EXTRAIT DE PAGE ▸
··········
Pourtant, a-t-on réellement besoin de tout comprendre d’un mot pour pouvoir l’utiliser? Ne peut-on pas aussi faire confiance à l’usage? En tant que non-biologue, ma compréhension de la différence entre l’arbre «boulot» et l’arbre «chêne» est très sommaire, mais j’accepte le fait que les experts ont des raisons bien spécifiques de les nommer ainsi. La question de ce que l’on comprend d’un mot est donc en tout cas influencé par notre réflexion propre, par l’environnement, et par l’usage.
Des chercheurs à Carnegie Mellon University dans leur Institut de Langage Technique ont trouvé que la plupart des présidents américains s’expriment en utilisant un niveau de langage typique des enfants de 6e au 8e année scolaire. Donald Trump serait au-dessous de tous en termes de vocabulaire, mais un peu meilleur que G. W. Bush en termes de grammaire. Les présidents Lincoln et Reagan seraient ceux qui utilisaient un langage plus proche du niveau du collège (lycée en France), et Sanders avait également une riche vocabulaire.
Le discours de Gettysburg du président Lincoln utilisait un grammaire bien au-dessus du niveau de la 10e année scolaire.
Mais quels sont les discours les plus compréhensibles?
Si nous prenons une phrase de Monsieur Trump comme celle entendue lors dans sa dernière conférence de presse par exemple, «Nous avons besoin de cela et d’autres choses», quelle est notre compréhension? Chaque mot en soit est simple et facile à comprendre. Pourtant, mis ensemble, nous ne savons pas ce que cela peut bien vouloir dire.
Une phrase du président Lincoln, bien plus longue, est celle-ci – ma traduction est libre –: Il y a maintes années que nos pères sont arrivés sur ce continent, et fondèrent une nouvelle nation basée sur la Liberté, vouée à la proposition que tous les hommes sont créés égaux.
Eviter du jargon qui serait mieux utilisé par les experts entre eux est très certainement une bonne idée et une importante leçon des campagnes électorales de 2016. Mais il est tout aussi important de résister à la tentation d’adopter une langage excessivement simpliste.
La campagne anglaise entendait Monsieur Gove dire que l’Angleterre en avait assez des experts. Peut-être ce sentiment est lié au langage que peuvent utiliser les experts – souvent complexe pour le plaisir d’être complexe – sans arriver à améliorer ni la précision ni la compréhension de la chose discutée (et donc très loin de la limpidité du président Lincoln par exemple).
En tout cas, il s’agit là bien d’un sentiment; un sentiment que les faits sont complexes et que l’on préfère se fier à ses propres sentiments. Philosophiquement, on peut bien sûr discuter ce qu’est la réalité. Y-a-t’il une réalité absolu et quel est le rôle de la réalité perçue dans tout cela (pensons au film «The Matrix»)?
··········
(Données de pointage d'expressions référentielles)

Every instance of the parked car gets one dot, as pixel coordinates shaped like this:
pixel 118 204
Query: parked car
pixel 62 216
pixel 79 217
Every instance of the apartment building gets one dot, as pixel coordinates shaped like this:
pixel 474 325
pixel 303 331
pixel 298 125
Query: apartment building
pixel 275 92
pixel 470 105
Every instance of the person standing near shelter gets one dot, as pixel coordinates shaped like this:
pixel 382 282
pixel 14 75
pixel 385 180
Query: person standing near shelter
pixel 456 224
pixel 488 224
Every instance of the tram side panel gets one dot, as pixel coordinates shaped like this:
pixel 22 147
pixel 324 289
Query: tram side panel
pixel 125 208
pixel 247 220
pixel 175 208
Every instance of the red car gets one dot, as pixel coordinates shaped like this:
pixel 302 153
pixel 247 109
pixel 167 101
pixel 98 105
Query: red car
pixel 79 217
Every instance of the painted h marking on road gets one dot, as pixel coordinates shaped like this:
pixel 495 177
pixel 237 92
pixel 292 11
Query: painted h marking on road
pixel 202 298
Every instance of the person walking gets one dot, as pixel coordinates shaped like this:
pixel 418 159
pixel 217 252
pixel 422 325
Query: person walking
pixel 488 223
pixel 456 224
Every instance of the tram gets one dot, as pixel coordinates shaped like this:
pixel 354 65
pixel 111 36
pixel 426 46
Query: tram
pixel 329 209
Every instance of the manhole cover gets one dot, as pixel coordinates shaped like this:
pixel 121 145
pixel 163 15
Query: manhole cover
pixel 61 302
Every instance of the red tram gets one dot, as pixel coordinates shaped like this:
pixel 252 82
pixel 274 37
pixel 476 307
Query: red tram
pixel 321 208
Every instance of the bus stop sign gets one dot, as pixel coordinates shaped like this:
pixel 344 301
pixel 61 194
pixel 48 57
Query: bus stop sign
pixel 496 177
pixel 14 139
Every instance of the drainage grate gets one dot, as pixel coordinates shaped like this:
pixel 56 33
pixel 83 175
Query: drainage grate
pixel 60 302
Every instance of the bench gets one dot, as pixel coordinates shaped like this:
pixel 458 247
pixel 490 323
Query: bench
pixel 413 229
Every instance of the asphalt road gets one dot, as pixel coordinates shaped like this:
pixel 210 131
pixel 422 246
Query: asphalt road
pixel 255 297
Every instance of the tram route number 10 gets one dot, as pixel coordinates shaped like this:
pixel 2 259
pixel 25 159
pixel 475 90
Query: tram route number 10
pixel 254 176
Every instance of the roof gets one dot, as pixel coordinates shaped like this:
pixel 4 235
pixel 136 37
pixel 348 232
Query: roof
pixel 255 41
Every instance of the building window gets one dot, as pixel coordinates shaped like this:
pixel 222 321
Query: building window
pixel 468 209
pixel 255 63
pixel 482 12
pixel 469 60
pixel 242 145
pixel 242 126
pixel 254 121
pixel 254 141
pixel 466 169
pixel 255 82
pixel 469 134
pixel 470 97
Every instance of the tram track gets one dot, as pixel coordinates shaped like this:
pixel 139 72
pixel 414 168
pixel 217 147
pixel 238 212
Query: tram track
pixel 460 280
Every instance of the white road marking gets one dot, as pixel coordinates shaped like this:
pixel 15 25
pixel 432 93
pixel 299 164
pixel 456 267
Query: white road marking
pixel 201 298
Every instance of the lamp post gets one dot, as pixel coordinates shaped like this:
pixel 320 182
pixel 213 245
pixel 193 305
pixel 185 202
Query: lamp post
··········
SÉRIE D'EXERCICES ▸
a: Dressez, s'il vous plaît, la liste de toutes les personnes que l'extrait désigne par leur nom, sans compter les établissements ni les œuvres.
b: Recopiez le passage de l'extrait qui va de «Une phrase du» jusqu'à «langage excessivement simpliste.».

RÉPONSES AUX EXERCICES ▸
a: Donald Trump, G. W. Bush, Lincoln, Reagan, Sanders, Gove

b:
Une phrase du président Lincoln, bien plus longue, est celle-ci – ma traduction est libre –: Il y a maintes années que nos pères sont arrivés sur ce continent, et fondèrent une nouvelle nation basée sur la Liberté, vouée à la proposition que tous les hommes sont créés égaux.
Eviter du jargon qui serait mieux utilisé par les experts entre eux est très certainement une bonne idée et une importante leçon des campagnes électorales de 2016. Mais il est tout aussi important de résister à la tentation d’adopter une langage excessivement simpliste.